**TASK REQUIREMENTS:**
Write out exactly the lines running from the one that contains "Where can the ear" through the end of the material.

**INPUT MATERIAL:**
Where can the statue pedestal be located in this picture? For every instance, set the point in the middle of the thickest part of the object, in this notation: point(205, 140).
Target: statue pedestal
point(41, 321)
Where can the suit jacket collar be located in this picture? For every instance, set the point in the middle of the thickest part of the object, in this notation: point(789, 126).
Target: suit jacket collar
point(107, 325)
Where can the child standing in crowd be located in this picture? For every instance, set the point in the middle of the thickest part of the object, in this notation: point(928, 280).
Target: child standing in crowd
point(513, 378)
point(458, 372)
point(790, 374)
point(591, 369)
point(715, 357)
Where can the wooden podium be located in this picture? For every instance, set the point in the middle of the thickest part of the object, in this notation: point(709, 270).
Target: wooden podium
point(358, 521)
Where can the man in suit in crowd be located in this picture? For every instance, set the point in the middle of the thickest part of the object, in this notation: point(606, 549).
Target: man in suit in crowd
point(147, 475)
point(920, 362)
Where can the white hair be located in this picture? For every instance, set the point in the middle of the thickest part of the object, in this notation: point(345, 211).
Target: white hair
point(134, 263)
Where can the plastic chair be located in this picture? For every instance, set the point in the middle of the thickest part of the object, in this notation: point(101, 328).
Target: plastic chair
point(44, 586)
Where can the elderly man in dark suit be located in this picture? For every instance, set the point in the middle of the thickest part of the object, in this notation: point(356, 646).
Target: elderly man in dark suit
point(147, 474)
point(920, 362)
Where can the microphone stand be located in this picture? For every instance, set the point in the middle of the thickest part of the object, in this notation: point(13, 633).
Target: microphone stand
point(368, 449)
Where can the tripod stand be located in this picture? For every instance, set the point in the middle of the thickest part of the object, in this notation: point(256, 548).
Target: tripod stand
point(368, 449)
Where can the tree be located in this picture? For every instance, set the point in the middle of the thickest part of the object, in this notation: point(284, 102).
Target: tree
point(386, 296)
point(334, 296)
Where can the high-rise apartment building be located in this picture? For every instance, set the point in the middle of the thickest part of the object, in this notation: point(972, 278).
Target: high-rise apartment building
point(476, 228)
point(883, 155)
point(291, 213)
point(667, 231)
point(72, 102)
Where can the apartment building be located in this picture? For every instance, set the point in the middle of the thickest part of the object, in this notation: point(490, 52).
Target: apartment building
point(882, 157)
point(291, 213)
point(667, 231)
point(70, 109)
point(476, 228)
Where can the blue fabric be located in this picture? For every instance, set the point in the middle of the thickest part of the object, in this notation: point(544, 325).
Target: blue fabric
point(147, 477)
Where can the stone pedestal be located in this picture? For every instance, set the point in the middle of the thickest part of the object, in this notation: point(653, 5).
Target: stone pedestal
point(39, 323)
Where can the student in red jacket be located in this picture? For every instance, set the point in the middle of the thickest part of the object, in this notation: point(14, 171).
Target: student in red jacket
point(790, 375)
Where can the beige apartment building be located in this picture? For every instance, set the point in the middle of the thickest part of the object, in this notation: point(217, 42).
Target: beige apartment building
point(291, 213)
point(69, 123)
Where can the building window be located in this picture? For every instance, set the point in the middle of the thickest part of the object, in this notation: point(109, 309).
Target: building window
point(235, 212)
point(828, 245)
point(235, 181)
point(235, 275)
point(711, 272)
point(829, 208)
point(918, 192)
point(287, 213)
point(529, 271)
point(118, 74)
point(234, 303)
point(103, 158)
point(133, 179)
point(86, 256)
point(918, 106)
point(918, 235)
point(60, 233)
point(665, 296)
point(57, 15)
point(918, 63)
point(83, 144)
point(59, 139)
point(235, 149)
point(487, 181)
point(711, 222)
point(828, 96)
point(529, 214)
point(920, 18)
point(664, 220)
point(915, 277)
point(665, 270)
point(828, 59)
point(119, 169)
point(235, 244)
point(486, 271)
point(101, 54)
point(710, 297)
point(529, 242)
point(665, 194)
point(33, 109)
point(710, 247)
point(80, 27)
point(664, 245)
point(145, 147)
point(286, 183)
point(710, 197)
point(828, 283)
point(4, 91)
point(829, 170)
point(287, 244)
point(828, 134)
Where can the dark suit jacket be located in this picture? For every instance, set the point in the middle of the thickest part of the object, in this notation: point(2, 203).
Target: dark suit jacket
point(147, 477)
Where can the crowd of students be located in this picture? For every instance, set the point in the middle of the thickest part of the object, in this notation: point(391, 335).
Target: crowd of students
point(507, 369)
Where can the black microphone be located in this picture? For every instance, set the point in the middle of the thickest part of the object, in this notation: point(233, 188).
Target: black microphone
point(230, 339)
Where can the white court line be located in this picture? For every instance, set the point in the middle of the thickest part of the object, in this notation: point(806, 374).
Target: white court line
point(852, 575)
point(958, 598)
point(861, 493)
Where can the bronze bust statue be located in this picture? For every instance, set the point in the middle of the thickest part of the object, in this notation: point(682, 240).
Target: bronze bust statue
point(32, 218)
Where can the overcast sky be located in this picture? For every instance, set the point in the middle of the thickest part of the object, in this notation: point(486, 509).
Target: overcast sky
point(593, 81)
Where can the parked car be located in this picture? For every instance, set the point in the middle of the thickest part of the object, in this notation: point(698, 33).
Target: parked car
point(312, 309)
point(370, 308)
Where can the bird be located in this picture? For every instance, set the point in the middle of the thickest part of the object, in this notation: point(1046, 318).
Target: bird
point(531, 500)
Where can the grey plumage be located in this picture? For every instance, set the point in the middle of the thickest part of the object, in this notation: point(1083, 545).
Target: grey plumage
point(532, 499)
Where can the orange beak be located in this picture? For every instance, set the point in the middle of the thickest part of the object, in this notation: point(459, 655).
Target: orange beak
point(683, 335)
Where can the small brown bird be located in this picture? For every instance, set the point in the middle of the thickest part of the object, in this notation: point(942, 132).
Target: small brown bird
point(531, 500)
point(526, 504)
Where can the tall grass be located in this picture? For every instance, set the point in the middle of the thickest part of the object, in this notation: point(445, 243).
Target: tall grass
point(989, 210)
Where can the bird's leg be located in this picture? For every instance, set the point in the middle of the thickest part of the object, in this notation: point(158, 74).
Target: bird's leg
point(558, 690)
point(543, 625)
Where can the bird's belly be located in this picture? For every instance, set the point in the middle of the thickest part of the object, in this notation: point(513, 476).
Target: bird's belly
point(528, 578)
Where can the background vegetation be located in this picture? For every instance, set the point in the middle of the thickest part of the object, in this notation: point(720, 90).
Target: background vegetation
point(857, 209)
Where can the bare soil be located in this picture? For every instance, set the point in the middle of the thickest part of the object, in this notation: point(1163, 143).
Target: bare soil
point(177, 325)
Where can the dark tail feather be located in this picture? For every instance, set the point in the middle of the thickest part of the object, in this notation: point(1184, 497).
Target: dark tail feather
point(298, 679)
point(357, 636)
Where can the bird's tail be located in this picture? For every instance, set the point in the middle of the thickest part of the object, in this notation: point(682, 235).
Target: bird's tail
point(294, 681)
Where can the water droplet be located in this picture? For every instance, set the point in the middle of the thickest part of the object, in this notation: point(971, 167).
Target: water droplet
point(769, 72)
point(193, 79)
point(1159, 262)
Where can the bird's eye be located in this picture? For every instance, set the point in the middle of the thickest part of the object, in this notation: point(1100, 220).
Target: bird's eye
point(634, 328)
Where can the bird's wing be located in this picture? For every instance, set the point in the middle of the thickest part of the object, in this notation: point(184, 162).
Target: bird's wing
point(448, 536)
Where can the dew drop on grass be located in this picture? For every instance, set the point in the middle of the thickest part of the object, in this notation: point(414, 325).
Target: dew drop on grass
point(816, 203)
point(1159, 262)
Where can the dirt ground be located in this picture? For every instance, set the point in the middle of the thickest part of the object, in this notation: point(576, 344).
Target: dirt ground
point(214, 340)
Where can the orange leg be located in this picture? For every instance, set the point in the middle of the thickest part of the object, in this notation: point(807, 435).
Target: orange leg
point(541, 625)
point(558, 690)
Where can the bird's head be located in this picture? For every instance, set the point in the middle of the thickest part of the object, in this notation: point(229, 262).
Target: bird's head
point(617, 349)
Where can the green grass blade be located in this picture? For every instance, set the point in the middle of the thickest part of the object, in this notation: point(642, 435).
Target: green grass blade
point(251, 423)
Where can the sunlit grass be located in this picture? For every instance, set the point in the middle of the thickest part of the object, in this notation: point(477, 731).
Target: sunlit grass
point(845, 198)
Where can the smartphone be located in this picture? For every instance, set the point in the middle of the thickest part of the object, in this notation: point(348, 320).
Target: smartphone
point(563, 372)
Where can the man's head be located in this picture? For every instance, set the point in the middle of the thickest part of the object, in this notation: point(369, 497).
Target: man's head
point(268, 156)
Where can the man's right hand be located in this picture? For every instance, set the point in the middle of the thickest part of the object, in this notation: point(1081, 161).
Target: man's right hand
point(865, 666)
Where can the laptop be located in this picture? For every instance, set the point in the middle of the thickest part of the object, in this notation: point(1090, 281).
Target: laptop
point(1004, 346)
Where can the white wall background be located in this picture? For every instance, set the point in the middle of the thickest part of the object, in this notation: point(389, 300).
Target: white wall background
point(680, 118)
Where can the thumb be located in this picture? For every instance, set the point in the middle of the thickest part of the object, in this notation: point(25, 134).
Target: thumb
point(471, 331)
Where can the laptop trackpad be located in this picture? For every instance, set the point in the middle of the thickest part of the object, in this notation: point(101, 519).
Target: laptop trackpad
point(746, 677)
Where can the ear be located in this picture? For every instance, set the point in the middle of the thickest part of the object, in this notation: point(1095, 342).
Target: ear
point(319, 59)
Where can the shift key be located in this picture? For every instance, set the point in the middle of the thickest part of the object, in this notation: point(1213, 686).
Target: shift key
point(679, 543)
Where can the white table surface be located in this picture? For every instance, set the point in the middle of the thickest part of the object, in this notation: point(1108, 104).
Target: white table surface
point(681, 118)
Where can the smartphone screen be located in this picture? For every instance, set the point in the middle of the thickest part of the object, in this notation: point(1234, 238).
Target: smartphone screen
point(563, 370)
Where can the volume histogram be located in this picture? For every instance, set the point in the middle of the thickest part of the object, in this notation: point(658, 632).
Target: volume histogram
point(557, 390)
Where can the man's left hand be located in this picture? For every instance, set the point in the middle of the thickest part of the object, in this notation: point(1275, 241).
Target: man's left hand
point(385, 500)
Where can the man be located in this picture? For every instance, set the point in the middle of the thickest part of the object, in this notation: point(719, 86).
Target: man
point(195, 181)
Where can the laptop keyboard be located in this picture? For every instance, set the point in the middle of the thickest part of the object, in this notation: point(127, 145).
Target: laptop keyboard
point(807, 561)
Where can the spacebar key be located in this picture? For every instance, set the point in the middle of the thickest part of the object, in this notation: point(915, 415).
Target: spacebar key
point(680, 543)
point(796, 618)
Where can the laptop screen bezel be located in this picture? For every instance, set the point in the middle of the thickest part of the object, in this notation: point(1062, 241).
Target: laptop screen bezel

**SOLUTION BELOW:**
Where can the ear be located in this picture? For every instance, set the point in the middle of the thickest part of the object, in this notation: point(1095, 342).
Target: ear
point(319, 59)
Where can the shift key be located in this picture? For every instance, set the point in the middle of the thickest part of the object, in this notation: point(1213, 686).
Target: shift key
point(679, 543)
Where can the white table surface be located in this picture? For every instance, set the point in the middle of the thickest part of the object, in this notation: point(1108, 104).
Target: white table surface
point(681, 118)
Where can the smartphone screen be located in this picture? For every instance, set the point in the middle of the thickest part of the object, in this notation: point(1234, 238).
Target: smartphone screen
point(563, 370)
Where can the volume histogram be located in this picture? For every instance, set the point in the middle of the thickest part of the object, in this notation: point(658, 632).
Target: volume histogram
point(557, 390)
Where can the man's left hand be located in this picture? For every instance, set the point in the middle of the thickest part of the object, in this notation: point(1275, 241).
Target: man's left hand
point(385, 500)
Where can the man be located in this picture? For every instance, set the point in the middle of the thickest part of the object, in this notation: point(719, 86).
Target: man
point(195, 181)
Where can the laptop keyboard be located in this picture? For every instance, set the point in the middle of the thickest part of the object, in this notation: point(127, 145).
Target: laptop keyboard
point(807, 561)
Where can the spacebar key be located in this picture? For every instance, set the point in the middle of the thickest part of the object, in this notation: point(915, 415).
Target: spacebar key
point(680, 543)
point(796, 618)
Where can the laptop screen bezel be located in this picture? For every instance, set the point in the middle of the thickest part of the object, in this notation: point(1062, 241).
Target: laptop screen bezel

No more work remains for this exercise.